Exercise details: Retype precisely the section of the data that starts at the line containing "Please identify the player's raised" and runs to its final line, ends included.

Provided information:
■ ■ ■
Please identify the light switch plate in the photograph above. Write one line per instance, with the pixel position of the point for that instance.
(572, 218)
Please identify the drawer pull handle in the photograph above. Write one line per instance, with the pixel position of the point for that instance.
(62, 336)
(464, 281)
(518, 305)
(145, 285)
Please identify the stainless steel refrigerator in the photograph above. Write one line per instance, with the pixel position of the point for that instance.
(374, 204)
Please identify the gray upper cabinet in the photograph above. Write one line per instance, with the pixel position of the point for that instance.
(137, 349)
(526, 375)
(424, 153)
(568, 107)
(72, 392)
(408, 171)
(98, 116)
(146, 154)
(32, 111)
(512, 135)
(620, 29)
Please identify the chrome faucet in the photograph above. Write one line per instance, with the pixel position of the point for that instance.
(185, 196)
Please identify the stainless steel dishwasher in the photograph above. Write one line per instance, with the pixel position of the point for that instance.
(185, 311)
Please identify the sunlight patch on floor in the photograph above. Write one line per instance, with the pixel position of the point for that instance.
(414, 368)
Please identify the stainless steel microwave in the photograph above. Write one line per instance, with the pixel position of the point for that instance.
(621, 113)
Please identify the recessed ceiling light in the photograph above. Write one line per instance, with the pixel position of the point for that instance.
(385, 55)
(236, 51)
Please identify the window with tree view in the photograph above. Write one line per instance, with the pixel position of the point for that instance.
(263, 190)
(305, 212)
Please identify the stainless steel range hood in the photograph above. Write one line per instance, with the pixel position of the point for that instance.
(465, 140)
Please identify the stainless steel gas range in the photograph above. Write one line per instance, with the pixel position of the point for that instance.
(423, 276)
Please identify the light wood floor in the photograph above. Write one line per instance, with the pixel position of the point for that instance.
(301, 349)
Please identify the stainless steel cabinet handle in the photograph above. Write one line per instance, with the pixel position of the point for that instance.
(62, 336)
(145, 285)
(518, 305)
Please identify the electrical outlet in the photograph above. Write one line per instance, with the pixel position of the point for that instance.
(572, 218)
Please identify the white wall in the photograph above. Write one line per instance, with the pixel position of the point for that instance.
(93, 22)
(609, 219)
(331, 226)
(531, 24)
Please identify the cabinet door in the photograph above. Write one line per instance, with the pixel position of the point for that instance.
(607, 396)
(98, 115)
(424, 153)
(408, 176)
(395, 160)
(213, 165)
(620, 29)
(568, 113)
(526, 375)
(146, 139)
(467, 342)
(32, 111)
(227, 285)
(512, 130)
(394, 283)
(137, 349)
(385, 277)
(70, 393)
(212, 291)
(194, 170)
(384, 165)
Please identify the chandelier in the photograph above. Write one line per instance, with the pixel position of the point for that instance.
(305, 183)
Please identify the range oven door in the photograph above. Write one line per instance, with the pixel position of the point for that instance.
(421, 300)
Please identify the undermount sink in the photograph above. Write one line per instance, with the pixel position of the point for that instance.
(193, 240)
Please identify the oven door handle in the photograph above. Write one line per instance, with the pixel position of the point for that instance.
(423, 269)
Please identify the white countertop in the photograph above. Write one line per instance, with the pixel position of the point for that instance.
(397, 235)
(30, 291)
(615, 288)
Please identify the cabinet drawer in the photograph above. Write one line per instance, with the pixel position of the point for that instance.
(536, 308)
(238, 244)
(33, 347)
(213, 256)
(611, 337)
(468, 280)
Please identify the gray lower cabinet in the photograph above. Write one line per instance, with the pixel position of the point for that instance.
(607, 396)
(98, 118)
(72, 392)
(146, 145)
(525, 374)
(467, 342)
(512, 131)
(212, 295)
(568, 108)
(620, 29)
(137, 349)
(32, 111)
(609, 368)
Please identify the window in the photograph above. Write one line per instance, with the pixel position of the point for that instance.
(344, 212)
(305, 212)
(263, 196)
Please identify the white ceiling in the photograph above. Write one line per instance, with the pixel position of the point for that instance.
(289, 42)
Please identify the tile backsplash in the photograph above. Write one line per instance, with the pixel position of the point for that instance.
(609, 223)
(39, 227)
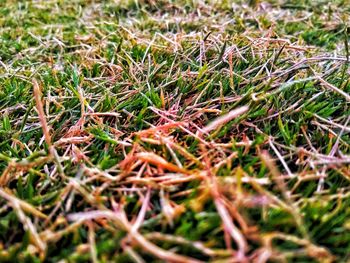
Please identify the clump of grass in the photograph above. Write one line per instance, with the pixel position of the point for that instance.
(180, 131)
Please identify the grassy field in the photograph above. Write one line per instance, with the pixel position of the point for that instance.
(174, 131)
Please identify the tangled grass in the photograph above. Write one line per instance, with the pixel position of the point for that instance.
(174, 131)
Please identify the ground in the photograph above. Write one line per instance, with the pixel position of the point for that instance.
(174, 131)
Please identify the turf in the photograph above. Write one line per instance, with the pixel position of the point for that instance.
(174, 131)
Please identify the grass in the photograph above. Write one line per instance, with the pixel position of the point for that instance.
(174, 131)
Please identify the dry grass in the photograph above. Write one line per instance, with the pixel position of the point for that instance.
(174, 131)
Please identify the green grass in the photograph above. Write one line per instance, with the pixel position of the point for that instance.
(137, 98)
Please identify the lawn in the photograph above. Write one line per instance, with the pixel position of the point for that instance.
(174, 131)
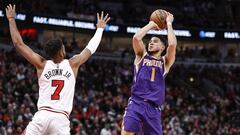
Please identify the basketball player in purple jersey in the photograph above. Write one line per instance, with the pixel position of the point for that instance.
(143, 113)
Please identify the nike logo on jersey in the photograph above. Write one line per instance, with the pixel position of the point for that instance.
(57, 72)
(151, 62)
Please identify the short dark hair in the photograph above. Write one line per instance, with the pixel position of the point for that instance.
(162, 39)
(52, 47)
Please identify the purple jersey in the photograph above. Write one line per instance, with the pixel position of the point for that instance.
(148, 80)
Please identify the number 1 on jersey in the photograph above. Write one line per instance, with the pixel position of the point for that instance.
(59, 84)
(153, 74)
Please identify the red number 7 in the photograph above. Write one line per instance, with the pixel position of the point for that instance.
(59, 84)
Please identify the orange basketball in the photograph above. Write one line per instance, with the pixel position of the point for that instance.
(159, 17)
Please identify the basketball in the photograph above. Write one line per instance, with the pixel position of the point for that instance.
(159, 17)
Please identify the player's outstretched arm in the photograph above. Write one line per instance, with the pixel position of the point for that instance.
(21, 47)
(138, 45)
(93, 44)
(172, 43)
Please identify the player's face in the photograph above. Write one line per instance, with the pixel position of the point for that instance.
(63, 52)
(155, 45)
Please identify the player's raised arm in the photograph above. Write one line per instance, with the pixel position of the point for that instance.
(21, 47)
(93, 44)
(137, 42)
(172, 43)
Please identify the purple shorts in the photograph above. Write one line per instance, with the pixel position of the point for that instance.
(140, 117)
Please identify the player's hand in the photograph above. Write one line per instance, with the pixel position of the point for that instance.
(10, 12)
(169, 18)
(154, 25)
(102, 21)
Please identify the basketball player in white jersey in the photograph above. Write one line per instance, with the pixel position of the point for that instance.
(56, 78)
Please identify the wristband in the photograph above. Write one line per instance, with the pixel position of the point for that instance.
(9, 18)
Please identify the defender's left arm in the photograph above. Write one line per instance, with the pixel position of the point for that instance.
(172, 43)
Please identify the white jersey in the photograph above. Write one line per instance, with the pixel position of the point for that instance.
(56, 87)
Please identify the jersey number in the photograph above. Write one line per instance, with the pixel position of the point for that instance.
(153, 74)
(59, 84)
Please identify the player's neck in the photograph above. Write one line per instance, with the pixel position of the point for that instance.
(57, 60)
(156, 54)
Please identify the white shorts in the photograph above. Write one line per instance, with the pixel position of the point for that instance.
(48, 123)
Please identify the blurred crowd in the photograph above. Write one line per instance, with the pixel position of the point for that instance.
(103, 89)
(189, 13)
■ ■ ■
Answer in full:
Please identify the player's raised arm in the photograph above. Write one line per instance, with the pixel position of the point for that instance.
(21, 47)
(93, 44)
(137, 42)
(172, 43)
Please identify the purple shorts in the photograph above. Write one line per instance, with the pixel position of the point for that instance.
(140, 117)
Please identify the player's hand in the photograph above. Write one line per instance, with the pixel position of the point for that instance.
(10, 12)
(169, 18)
(154, 25)
(102, 21)
Please identify the basketball player in white jersey in the photograph above. Write one line per instance, with the pixel position of the point for that instance.
(56, 78)
Please identify the wristband in the photograph above. Write one line per instance, with the pixel position of the point for that instance.
(9, 18)
Please identify the defender's left arm in the photograph above. Write one line per instance, with the pixel position of the point for that instance.
(172, 43)
Please identify the white jersey in the photograph above. Write one line per instance, with the pixel position of the point for that instance.
(56, 87)
Please identify the jersey number in the photograph above. Write one line per instance, with the pixel position of the point for that instance.
(153, 74)
(59, 84)
Please identify the player's neck in the photograph above. Write one line per instance, with the pixel position of the point for that instance.
(57, 60)
(156, 54)
Please identify the white shorts in the photograph above. Write one line per instance, with the pixel position of the point for that instance.
(48, 123)
Please identify the blurred crowd in the photograph above. Write one line per instance, with the pixel position of the point for that instance.
(103, 89)
(189, 13)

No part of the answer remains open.